— DATA SECTION —
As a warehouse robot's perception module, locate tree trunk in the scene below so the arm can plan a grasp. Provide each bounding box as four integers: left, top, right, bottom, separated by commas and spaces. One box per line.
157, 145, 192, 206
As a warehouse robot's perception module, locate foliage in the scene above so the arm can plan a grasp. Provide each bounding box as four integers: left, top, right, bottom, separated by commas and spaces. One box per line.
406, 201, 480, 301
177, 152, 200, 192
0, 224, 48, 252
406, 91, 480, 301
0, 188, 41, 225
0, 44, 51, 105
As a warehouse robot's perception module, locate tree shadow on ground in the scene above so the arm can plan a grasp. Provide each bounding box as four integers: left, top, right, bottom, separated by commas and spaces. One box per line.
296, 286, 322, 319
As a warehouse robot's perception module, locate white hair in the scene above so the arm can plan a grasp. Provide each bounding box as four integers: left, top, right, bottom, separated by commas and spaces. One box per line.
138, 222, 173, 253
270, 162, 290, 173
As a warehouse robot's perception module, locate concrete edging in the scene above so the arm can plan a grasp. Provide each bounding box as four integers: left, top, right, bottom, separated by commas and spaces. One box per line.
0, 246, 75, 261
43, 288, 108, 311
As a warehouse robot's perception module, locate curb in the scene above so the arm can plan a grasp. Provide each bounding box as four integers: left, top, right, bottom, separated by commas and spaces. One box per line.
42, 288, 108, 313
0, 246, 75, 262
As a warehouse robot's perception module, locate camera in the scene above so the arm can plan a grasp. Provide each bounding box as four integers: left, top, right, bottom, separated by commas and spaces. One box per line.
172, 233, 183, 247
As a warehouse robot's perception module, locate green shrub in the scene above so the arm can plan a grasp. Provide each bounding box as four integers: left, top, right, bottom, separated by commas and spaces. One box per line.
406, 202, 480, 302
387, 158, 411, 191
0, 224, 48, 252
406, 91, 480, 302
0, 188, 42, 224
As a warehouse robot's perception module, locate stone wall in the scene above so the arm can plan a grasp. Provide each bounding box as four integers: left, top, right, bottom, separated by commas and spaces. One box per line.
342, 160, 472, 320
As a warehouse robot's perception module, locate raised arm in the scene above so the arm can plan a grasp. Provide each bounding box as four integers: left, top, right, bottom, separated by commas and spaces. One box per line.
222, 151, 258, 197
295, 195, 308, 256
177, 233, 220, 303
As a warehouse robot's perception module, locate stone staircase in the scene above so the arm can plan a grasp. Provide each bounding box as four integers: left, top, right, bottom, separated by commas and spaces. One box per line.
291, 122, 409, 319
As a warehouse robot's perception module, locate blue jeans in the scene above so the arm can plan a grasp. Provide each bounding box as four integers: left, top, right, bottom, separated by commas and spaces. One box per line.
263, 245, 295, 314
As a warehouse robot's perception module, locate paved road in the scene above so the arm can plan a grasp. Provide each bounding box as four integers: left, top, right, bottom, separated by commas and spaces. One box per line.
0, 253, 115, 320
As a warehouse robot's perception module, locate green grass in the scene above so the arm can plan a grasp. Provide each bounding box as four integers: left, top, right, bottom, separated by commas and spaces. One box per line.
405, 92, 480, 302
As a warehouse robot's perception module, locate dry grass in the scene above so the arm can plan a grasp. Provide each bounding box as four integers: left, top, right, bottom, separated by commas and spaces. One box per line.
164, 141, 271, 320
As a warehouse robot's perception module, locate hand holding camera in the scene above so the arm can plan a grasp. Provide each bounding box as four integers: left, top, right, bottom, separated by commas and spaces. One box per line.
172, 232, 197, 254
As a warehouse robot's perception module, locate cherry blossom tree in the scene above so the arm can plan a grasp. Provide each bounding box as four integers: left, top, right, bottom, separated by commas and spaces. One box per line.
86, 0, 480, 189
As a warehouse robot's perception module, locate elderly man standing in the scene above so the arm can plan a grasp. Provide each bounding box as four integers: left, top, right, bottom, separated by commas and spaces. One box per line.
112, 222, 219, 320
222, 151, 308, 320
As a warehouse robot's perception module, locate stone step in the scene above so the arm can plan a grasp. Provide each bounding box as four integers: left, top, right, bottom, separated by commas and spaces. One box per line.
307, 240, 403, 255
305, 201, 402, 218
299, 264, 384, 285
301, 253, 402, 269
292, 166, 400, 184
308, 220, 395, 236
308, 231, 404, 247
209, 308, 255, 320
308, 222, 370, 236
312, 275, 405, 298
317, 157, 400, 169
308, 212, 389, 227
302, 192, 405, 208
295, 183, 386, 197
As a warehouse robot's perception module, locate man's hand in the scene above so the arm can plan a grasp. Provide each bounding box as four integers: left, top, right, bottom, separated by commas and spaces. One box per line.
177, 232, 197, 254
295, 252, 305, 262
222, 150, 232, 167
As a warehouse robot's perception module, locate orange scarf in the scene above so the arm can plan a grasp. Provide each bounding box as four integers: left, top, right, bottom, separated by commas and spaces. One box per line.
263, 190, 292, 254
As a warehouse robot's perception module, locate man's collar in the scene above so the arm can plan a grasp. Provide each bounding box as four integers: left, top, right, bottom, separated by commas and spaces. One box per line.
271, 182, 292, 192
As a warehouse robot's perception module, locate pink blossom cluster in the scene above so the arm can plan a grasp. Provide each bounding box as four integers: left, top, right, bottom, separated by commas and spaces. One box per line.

— GIVEN EXERCISE —
Rewrite the listing above with every occurrence of "warehouse robot's perception module" changed to "delivery robot's vision system", keeping all other text unchanged.

— THE OUTPUT —
As a delivery robot's vision system, locate tree trunk in the scene below so the arm can plan a grasp. Provide each bounding box as four integers: left, top, right, bottom, separated by commas and spaces. One box per line.
157, 145, 192, 206
As a delivery robot's vision system, locate foliage in the scene above so the arm can plan a grasp. Provide each bounding box as four integers: left, top, right, bottom, separated by commas and spaces. One box per line.
406, 201, 480, 301
177, 152, 200, 192
0, 224, 48, 252
406, 91, 480, 301
0, 188, 41, 225
0, 44, 51, 105
As a delivery robot's vision system, locate tree shadow on ground in the scene above so the arm can plan a grasp. Provide each bounding box as four integers: left, top, right, bottom, separated by commas and spaces. One box per line.
296, 286, 322, 319
As a delivery robot's vision system, locate white hair in the scene above so the arm can plan a grasp. Provide each bounding box as four integers: left, top, right, bottom, separated by commas and spaces. One box per line.
138, 222, 173, 253
270, 162, 290, 173
As a delivery robot's vision system, locate concrete edging in the scene above so the arm can plan a grasp. Provide each bounding box as four integers: left, top, right, bottom, separated by commas and spaces. One box per line.
0, 246, 75, 261
43, 288, 108, 311
As a delivery robot's vision system, locate curb in the scene above so the arm can plan a grasp. Provide each bounding box as four integers: left, top, right, bottom, separated by commas and spaces. One box per line.
42, 288, 108, 313
0, 246, 75, 262
As a delivery robot's vision system, locate camera in the scene above so the arm can plan a grasp. Provide each bounding box as four integers: left, top, right, bottom, separated by commas and spaces. One box per line.
172, 233, 183, 247
As a delivery robot's vision system, locate green shrub in the scene above so the arm can plan a grasp. Provide each bounding box as four integers: left, top, right, bottom, separated by commas and spaces. One box per line.
406, 202, 480, 302
387, 158, 411, 191
0, 224, 48, 252
406, 91, 480, 302
0, 188, 42, 224
As a delivery robot's vision system, locate stone wall in the scene above so the arm can plan a grasp. Provide each bounding box as four integers: left, top, right, bottom, separated by commas and spaces. One box per line.
342, 160, 472, 320
As a delivery robot's vision system, locate raised arm in the scene above so the arm can plan a grasp. Provide each bounding box as four integers: left, top, right, bottom, separated by commas and spaces. One box per line.
222, 151, 258, 197
295, 195, 308, 256
177, 233, 220, 303
As a delivery robot's vision system, locate stone staircase in the scene above so the arm can plan a grasp. Provide each bounding box as four integers: left, top, right, bottom, separated by commas and spaces. One box per line.
291, 122, 409, 319
As a delivery robot's vision system, locate blue jeans in the scene above so the arm can plan a grasp. Provide each bounding box as four integers: left, top, right, bottom, separated by commas and spaces. One box per line.
263, 245, 295, 314
As a delivery robot's vision system, locate paved road in the scene above so the arm can plan a grasp. Provide each bounding box as four integers: left, top, right, bottom, separated by commas and spaces. One box per line.
0, 253, 115, 320
As a delivery robot's vision system, locate green grass in the scene above so the arm can plan a grasp. Provide each bounding box as four integers: left, top, right, bottom, separated by commas and spaces. One box per line.
405, 92, 480, 302
As a delivery robot's vision system, locate dry grass in the scene above so the arm can plan a grasp. Provide each bounding box as four integers: left, top, right, bottom, separated by commas and spaces. One box per line.
164, 141, 271, 320
As a delivery robot's vision system, locate hand holding camera in the scene above so the arm can plan a grasp. Provide each bounding box as four integers: left, top, right, bottom, separated by commas and spaces. One box per line.
172, 232, 197, 254
As a delivery robot's vision system, locate cherry blossom tree in the scene above so the arm can plan a grasp. Provide each bounding box as four integers: left, top, right, bottom, separated by commas and spaces. One box per line.
86, 0, 480, 189
As a delivery robot's vision system, locate elderly man standing in the scene above so the arm can plan a grasp. Provide each bounding box as four integers: left, top, right, bottom, separated by commas and spaces. One box per line.
112, 222, 219, 320
222, 151, 308, 320
As a delivery robot's vision system, locate stone step in the scene above so the arm can plan a grasp. Provide each bounding box as four integers: left, top, right, bottom, separated by commas and spaces. One box per line.
307, 240, 403, 255
305, 201, 402, 218
299, 264, 384, 285
301, 253, 402, 269
292, 166, 400, 184
308, 220, 395, 236
308, 231, 404, 247
209, 308, 255, 320
308, 222, 370, 236
312, 275, 405, 298
317, 157, 400, 169
308, 212, 389, 227
302, 192, 405, 208
295, 183, 386, 197
As a delivery robot's vision system, locate man's hand in the scene above so the arm can plan a grasp. Provide each bounding box as four integers: left, top, right, bottom, separated by commas and spaces. One box per line.
177, 232, 197, 254
295, 252, 305, 262
222, 150, 232, 167
As a delivery robot's vision system, locate orange scarf in the scene above so the arm can plan a grasp. Provide each bounding box as four integers: left, top, right, bottom, separated by commas and spaces. One box per line.
263, 190, 292, 254
As a delivery robot's vision system, locate man's collar in the scene above so the arm can plan a grasp. Provide each bounding box as four integers: left, top, right, bottom, separated by commas and spaces. One box per line.
271, 182, 292, 192
As a delivery robot's vision system, locate pink blossom cluster in the scene above so the arm can plan a grasp. Provide each bounding box as four integers: left, top, right, bottom, separated by commas and spaces. One box per line.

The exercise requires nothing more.